━━━━━ PROVIDED MATERIAL ━━━━━

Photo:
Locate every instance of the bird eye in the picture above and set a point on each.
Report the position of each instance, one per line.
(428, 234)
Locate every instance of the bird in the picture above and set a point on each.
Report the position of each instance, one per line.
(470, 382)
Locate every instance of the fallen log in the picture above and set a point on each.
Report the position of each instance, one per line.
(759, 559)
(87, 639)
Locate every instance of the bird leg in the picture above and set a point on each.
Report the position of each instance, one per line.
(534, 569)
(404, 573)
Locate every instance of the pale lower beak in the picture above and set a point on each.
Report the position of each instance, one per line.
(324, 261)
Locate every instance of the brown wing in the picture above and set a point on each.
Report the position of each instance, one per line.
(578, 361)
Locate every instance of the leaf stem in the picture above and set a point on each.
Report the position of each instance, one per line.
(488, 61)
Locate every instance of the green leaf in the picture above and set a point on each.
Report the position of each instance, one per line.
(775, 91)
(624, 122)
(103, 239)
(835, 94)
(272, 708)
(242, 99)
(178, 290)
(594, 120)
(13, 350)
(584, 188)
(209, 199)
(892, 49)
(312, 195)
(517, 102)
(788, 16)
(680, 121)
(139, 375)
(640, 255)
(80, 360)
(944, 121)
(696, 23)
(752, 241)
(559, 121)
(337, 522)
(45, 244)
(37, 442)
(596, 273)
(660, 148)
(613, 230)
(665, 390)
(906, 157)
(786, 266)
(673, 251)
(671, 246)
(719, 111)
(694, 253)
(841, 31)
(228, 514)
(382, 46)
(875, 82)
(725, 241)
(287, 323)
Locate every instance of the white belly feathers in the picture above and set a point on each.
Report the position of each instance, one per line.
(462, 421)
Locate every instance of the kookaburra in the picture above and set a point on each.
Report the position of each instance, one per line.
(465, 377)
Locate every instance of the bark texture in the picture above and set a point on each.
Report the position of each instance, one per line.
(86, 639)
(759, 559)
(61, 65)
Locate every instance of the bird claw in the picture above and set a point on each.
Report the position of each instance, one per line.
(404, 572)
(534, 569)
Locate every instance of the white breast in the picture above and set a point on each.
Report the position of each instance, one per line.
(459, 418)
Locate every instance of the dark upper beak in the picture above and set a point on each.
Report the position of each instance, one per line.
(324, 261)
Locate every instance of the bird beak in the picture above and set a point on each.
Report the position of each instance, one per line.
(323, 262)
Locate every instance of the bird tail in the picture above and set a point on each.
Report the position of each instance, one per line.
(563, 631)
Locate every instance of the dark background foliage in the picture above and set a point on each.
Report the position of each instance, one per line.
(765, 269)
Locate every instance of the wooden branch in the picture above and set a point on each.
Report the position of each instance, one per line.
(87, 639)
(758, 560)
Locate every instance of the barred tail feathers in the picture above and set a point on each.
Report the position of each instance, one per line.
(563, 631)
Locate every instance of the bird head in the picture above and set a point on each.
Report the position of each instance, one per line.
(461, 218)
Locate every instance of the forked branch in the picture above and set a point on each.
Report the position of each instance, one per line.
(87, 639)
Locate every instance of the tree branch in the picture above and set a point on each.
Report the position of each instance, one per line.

━━━━━

- [WHAT IS NEEDED]:
Write out all records exactly, keeping every detail.

- [ANSWER]:
Photo:
Locate every instance of the bird eye in the picture above and set a point on each.
Report the position of each instance, one per line.
(428, 234)
Locate every instance of the bird in the picture above and set a point on each.
Report the position of each instance, one per line.
(470, 382)
Locate every instance of the fallen log in the picture above and set a point on each.
Report the position of each instance, one per line.
(759, 559)
(87, 639)
Locate every instance of the bird leg in the picture above and set a point on each.
Report the position of each instance, one per line.
(534, 569)
(404, 573)
Locate every instance of the pale lower beak in the picture above and set a point on each.
Report the position of each instance, one per line.
(324, 261)
Locate every instance of the brown wing in the picture above and set a point on each.
Report the position of each instance, one per line.
(578, 361)
Locate every instance of the leaf stem in the picture above and set a point on each.
Report the position of each instance, one per line.
(488, 61)
Locate every instance of the green leaf in the picture above and set a point on each.
Report the position of each instance, one per line.
(775, 91)
(624, 122)
(103, 239)
(835, 94)
(272, 708)
(242, 99)
(178, 290)
(594, 120)
(13, 350)
(584, 188)
(209, 199)
(892, 49)
(312, 195)
(517, 102)
(788, 16)
(680, 121)
(139, 375)
(640, 255)
(80, 360)
(944, 121)
(696, 23)
(752, 241)
(559, 121)
(337, 522)
(45, 244)
(37, 442)
(596, 273)
(660, 148)
(613, 230)
(665, 390)
(906, 157)
(786, 266)
(673, 251)
(671, 246)
(719, 111)
(694, 253)
(841, 31)
(228, 514)
(382, 46)
(875, 82)
(725, 241)
(287, 323)
Locate every instance of the white belly feathers in the picture above and set a point on each.
Report the position of each instance, one per line.
(462, 421)
Locate every instance of the kookaburra in the picture above and set a point on each.
Report the position of each instance, one per line.
(465, 377)
Locate every instance of the bark texture in the picture above and set a point on each.
Report the position of each instance, one per line.
(86, 639)
(759, 559)
(61, 65)
Locate every instance of the bird claw in the picture above and set a point on each.
Report the position of each instance, one per line.
(404, 572)
(534, 569)
Locate every instance of the white breast in the picture above and set a point on each.
Report the position of each instance, one per line.
(459, 418)
Locate every instance of the dark upper beak in the picture above and set a point on each.
Report the position of each instance, one per line.
(324, 261)
Locate every instance of the bird beak in the picture above and set a point on each.
Report the position of each instance, one per line.
(323, 262)
Locate every instance of the bird tail in the picture above and set a point on each.
Report the position of each instance, one per line.
(563, 631)
Locate every instance of the dark background foliage in the picture above and set a point on each.
Report the position of each instance, one per line.
(765, 269)
Locate every instance of the wooden branch in the picture above and set a point on each.
Report the position of each instance, one per line.
(87, 639)
(758, 560)
Locate every instance of the barred tail feathers in the picture above and set a point on each.
Report the position of each instance, one per line.
(563, 631)
Locate every instance of the bird head in the picture above and set a point on each.
Report the position of each instance, one per line.
(461, 218)
Locate every instance of the forked branch in the picture above and set a point on each.
Report the position of each instance, one per line.
(87, 639)
Locate every instance of the tree branch in the picture above and set a point on each.
Report the position of each instance, one per line.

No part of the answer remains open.